[Rows on locating named things]
—————
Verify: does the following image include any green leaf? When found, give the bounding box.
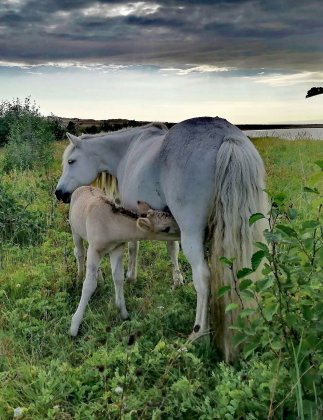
[243,342,259,357]
[277,225,297,238]
[302,220,320,229]
[219,257,234,268]
[232,333,247,347]
[218,286,231,297]
[225,303,239,313]
[262,303,279,321]
[287,208,298,220]
[270,340,284,351]
[314,160,323,170]
[303,187,320,194]
[237,267,253,279]
[256,242,269,255]
[264,230,281,243]
[251,250,265,271]
[249,213,266,226]
[239,308,256,318]
[256,277,273,292]
[239,279,252,290]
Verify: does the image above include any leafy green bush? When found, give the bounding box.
[0,97,39,146]
[224,161,323,419]
[0,184,45,245]
[3,113,54,172]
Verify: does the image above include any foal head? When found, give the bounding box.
[55,133,99,203]
[137,201,179,236]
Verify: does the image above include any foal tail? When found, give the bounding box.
[208,137,266,361]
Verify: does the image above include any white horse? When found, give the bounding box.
[69,187,180,336]
[56,117,266,360]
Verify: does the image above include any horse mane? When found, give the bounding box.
[79,121,168,140]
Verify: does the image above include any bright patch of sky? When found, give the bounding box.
[0,0,323,123]
[0,62,322,123]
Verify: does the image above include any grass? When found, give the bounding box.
[0,138,323,420]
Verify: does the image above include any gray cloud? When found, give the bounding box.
[0,0,323,71]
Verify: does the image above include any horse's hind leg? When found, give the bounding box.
[109,245,129,319]
[72,232,85,278]
[167,241,184,287]
[70,246,101,337]
[127,241,139,282]
[181,232,210,340]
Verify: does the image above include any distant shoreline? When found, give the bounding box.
[58,117,323,131]
[236,124,323,131]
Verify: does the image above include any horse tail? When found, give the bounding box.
[208,137,267,361]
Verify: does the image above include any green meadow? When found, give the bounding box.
[0,138,323,420]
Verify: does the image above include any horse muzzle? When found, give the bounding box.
[55,190,72,203]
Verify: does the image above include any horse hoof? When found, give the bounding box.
[69,327,78,338]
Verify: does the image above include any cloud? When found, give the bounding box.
[161,64,236,76]
[249,71,323,87]
[0,0,323,72]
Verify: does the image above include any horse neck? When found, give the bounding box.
[87,130,135,176]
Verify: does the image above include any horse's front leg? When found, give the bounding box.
[167,241,184,287]
[109,245,129,319]
[70,246,101,337]
[127,241,139,282]
[181,232,210,340]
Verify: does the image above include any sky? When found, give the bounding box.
[0,0,323,124]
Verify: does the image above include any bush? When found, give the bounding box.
[0,98,40,146]
[223,161,323,418]
[3,112,54,172]
[0,184,45,245]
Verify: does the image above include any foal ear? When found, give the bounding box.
[66,133,80,146]
[137,217,153,232]
[137,201,151,214]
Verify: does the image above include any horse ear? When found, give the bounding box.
[66,133,80,146]
[137,217,153,232]
[137,201,151,214]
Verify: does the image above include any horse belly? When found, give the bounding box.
[118,139,166,210]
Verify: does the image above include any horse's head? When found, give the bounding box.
[55,133,99,203]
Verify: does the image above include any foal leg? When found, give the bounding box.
[127,241,139,282]
[181,232,210,340]
[109,245,129,319]
[72,232,85,279]
[70,246,101,337]
[167,241,184,287]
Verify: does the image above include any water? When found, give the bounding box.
[244,128,323,140]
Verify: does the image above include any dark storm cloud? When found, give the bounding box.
[0,0,323,71]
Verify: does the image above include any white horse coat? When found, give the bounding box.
[56,117,266,360]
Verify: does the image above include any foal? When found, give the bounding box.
[69,186,180,336]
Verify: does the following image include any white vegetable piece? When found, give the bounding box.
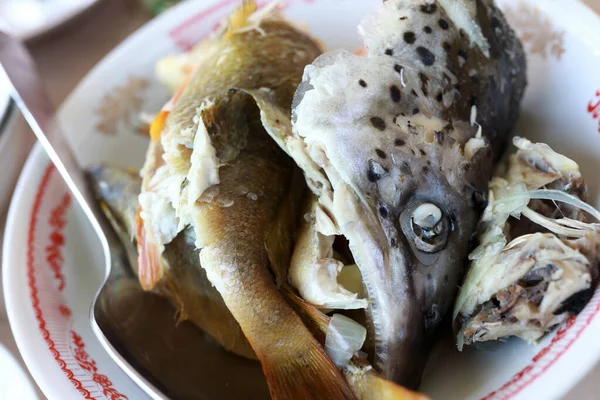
—————
> STATED TASK
Format every row above as a numbered list with no blank lines between items. Leave the pictures out.

> REPLY
1. Verify: does the following image include any green leaf? When found, give the bounding box.
2. [243,342,259,357]
3. [277,225,297,238]
4. [302,220,320,229]
5. [219,257,234,268]
6. [232,333,247,347]
7. [218,286,231,297]
8. [225,303,239,313]
9. [262,303,279,321]
10. [287,208,298,220]
11. [270,340,284,351]
12. [314,160,323,170]
13. [303,187,320,194]
14. [237,267,253,279]
15. [256,242,269,255]
16. [264,230,281,243]
17. [251,250,265,271]
18. [249,213,266,226]
19. [239,308,256,318]
20. [256,277,273,292]
21. [239,279,252,290]
22. Verify: does the image above include any leafy green bush? When found, give the bounding box.
23. [0,97,39,146]
24. [224,161,323,419]
25. [0,184,45,245]
26. [3,113,54,172]
27. Verify: does the image above include any foal head? When found, give the bounding box.
28. [55,133,99,203]
29. [137,201,179,236]
30. Verify: does the image above include any foal tail? When found, give the bounding box.
31. [208,137,266,361]
32. Verify: does the image above include any white horse? When found, give the bounding box.
33. [69,187,180,336]
34. [56,117,266,360]
35. Verify: does the image above include any horse mane? When found, give the bounding box.
36. [79,121,168,140]
37. Verify: does the image above include any bright patch of sky? When found, give the bounding box.
38. [0,0,323,123]
39. [0,62,322,123]
40. Verify: does the image above include any grass? When found, give the bounding box.
41. [0,138,323,420]
42. Verify: does the image above include any gray cloud? When found, give the bounding box.
43. [0,0,323,71]
44. Verify: does the image above include any horse's hind leg? When found, give the bounding box.
45. [109,245,129,319]
46. [72,232,85,278]
47. [167,241,184,287]
48. [70,246,101,337]
49. [127,241,139,282]
50. [181,232,210,340]
51. Verify: does the image above include any distant shoreline? When found, give the bounding box.
52. [58,117,323,131]
53. [236,124,323,131]
54. Verify: does the image above include any horse tail? When found, give the bounding box.
55. [208,137,267,361]
56. Verify: does the image above include any green meadow? When found, give the bounding box.
57. [0,138,323,420]
58. Verify: does the image above include any horse muzzle? When found, give the bounding box.
59. [55,190,72,203]
60. Verify: does the image above include any horse hoof? When found, give the bounding box.
61. [69,327,78,338]
62. Verify: does the image above include any cloud? When found, give the bounding box.
63. [161,64,236,76]
64. [249,71,323,87]
65. [0,0,323,72]
66. Verify: does the image above include any horse neck? When found, give the bounding box.
67. [87,130,135,176]
68. Verify: does the image above include any horse's front leg? When found, give the bounding box.
69. [167,241,184,287]
70. [109,245,129,319]
71. [70,246,101,337]
72. [127,241,139,282]
73. [181,232,210,340]
74. Verify: does the image above include any sky? When found, give the bounding box.
75. [0,0,323,124]
76. Verify: does the image above include any bush? When found, give the bounding box.
77. [0,98,40,146]
78. [223,161,323,418]
79. [3,112,54,172]
80. [0,184,45,245]
81. Verify: does the image above include any foal ear? When found, give the bounding box.
82. [66,133,80,146]
83. [137,217,153,232]
84. [137,201,151,214]
85. Verify: does the image above include any horse ear? When found, give the bounding box.
86. [66,133,80,146]
87. [137,217,153,232]
88. [137,201,151,214]
89. Verify: does the image above include any horse belly? When found, give the bounding box.
90. [118,139,166,210]
91. Verify: does the image above include any horse's head? When found, give the bounding box.
92. [55,133,99,203]
93. Verify: does the image above include any foal leg? When found, give the bounding box.
94. [127,241,139,282]
95. [181,232,210,340]
96. [109,245,129,319]
97. [72,232,85,279]
98. [70,246,101,337]
99. [167,241,184,287]
100. Verify: does the image above include any water? When found, give the bounding box.
101. [244,128,323,140]
102. Verify: does the image above include any dark storm cloud? When found, give the bounding box.
103. [0,0,323,71]
104. Verify: does the image above include any white horse coat? When found, give the bounding box.
105. [56,117,266,360]
106. Verify: does the image above include any foal? When found, give the bounding box.
107. [69,186,180,336]
108. Verify: does the following image include any white vegetable piece? When found, give the bounding box.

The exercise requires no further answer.